**Exercise objective:**
Beginning with the line where "of the reflection" appears, repeat every remaining line of the entries exactly, the last line included.

**Records:**
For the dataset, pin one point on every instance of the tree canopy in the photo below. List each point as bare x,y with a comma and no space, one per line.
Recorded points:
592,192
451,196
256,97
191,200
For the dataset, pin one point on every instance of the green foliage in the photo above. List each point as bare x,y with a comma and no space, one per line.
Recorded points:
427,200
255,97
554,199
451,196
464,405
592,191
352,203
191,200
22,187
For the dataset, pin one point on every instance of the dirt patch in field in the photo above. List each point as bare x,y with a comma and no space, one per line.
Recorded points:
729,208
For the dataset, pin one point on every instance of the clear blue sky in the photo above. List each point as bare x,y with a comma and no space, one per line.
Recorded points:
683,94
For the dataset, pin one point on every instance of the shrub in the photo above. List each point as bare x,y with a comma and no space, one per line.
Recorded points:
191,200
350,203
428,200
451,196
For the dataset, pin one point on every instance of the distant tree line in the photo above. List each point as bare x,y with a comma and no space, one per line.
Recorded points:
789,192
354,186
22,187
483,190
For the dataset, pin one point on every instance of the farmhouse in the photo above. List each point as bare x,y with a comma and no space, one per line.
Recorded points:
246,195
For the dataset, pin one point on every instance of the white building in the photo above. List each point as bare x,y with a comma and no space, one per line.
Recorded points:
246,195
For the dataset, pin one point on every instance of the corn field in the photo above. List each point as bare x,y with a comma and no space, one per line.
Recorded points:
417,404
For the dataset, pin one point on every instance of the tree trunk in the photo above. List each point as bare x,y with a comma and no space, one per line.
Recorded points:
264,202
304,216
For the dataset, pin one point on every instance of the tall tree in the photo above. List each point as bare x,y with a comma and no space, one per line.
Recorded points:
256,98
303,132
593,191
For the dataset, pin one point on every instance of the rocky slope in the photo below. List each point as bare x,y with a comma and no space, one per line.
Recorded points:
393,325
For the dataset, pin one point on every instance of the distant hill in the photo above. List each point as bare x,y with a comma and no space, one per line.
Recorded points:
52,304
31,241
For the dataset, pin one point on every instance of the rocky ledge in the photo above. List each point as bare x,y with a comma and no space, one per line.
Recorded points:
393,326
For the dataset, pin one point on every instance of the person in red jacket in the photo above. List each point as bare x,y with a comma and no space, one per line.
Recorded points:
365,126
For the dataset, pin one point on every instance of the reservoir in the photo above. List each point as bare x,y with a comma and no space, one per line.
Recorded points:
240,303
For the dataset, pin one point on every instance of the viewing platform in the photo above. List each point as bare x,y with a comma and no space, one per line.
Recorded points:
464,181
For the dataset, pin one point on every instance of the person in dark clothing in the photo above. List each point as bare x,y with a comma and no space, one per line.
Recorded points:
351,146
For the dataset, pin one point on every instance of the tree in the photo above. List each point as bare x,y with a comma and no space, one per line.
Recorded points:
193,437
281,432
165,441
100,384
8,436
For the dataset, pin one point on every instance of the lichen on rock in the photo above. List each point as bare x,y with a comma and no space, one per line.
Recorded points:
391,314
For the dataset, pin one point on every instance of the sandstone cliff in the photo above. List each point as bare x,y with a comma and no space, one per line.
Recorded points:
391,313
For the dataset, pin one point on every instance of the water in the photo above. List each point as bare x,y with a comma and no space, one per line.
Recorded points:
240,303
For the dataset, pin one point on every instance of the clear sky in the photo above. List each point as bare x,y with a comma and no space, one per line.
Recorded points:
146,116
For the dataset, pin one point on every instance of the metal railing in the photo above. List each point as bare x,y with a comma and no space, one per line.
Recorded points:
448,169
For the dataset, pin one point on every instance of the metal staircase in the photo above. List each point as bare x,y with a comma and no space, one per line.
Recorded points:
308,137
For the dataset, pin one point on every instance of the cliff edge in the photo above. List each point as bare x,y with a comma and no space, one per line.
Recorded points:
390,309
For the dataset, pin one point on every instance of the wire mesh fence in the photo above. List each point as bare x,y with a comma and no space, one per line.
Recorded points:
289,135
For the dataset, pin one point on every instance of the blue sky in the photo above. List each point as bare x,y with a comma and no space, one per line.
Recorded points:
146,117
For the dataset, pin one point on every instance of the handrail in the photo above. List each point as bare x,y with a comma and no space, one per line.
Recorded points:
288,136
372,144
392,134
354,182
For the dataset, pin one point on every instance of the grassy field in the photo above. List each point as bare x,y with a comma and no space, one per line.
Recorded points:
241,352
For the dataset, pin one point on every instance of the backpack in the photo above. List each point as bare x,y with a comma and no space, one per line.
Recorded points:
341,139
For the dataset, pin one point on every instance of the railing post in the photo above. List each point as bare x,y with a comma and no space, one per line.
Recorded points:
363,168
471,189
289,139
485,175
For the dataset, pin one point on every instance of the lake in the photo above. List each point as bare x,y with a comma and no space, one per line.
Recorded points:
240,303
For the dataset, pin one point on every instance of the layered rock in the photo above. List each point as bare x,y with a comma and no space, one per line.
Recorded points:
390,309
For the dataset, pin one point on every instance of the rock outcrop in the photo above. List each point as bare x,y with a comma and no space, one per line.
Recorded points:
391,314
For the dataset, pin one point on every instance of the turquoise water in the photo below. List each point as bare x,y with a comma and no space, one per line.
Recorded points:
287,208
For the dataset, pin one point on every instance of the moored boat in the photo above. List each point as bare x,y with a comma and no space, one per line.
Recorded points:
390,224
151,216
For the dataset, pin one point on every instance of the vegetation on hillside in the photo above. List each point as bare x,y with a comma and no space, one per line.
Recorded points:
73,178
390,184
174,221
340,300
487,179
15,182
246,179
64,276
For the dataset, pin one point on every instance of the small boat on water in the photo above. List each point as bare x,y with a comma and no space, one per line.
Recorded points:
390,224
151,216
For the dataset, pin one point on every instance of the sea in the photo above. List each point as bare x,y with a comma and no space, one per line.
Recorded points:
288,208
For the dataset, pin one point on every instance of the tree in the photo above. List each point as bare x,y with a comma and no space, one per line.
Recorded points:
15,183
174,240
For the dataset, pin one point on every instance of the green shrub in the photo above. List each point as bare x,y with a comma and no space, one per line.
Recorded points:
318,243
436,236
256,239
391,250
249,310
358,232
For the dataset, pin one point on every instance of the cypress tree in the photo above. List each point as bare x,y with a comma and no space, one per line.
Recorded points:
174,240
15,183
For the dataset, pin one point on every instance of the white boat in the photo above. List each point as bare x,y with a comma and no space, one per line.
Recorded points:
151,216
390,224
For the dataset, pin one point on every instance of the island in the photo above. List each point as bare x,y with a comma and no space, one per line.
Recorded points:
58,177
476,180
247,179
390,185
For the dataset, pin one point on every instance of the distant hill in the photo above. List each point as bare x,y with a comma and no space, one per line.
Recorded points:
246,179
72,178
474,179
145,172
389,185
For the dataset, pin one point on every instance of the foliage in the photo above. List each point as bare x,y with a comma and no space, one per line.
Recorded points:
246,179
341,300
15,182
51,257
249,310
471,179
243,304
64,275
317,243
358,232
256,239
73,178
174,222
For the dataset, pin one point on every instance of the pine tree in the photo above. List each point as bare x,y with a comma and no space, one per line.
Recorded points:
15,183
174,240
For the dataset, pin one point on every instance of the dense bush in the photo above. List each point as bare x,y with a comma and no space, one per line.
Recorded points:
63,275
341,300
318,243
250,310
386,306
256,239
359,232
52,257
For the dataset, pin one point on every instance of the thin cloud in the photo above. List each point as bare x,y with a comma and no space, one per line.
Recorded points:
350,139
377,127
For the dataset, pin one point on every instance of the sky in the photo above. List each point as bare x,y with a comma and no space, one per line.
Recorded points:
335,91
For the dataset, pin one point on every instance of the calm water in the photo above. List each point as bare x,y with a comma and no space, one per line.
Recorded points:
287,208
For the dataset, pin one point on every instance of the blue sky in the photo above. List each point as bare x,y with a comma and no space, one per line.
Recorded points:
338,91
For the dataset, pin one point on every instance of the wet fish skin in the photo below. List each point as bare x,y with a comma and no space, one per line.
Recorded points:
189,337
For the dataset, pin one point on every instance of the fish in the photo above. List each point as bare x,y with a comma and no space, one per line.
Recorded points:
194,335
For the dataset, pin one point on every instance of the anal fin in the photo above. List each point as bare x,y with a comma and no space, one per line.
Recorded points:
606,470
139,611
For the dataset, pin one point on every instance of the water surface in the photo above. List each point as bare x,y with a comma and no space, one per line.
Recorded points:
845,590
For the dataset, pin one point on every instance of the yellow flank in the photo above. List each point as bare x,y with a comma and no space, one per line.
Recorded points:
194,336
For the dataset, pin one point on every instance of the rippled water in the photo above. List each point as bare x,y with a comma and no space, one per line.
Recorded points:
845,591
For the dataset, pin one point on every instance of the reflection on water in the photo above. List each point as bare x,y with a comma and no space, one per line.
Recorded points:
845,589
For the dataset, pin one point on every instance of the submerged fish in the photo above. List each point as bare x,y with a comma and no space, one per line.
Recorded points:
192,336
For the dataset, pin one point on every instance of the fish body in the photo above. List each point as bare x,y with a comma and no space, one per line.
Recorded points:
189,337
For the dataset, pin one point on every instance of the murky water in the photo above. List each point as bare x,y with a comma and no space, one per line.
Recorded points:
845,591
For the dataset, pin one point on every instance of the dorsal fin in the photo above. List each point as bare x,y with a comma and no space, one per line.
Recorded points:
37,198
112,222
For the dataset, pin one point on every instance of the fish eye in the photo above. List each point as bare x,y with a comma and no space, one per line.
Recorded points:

**Task answer:**
For the dataset, pin one point on every instance of the reflection on water in the photo above. List each point as bare x,y with a comma and no space, one per line.
Recorded points:
845,589
For the dataset, pin one point on every instance of the submerged fish in the photo above. List each point as bare x,y with a comma and no space, one per line.
Recorded points:
192,336
For the dataset, pin one point on every instance of the fish body in the photo above. List each point as bare x,y with a comma and no space, one per line.
Recorded points:
189,337
For the dataset, pin one point on every instance of the murky water in the photo above. List each point as bare x,y with a comma and no space, one per line.
Recorded points:
845,591
For the dataset, pin one point on every instance of the dorsal fin in the photo above. List each point as bare x,y with a comma and no space, one per line.
Recorded points:
37,198
112,222
For the dataset, pin one point on every instance of the fish eye in the photo above. List each point as bare x,y with a comma and no space, one per line.
Recorded points:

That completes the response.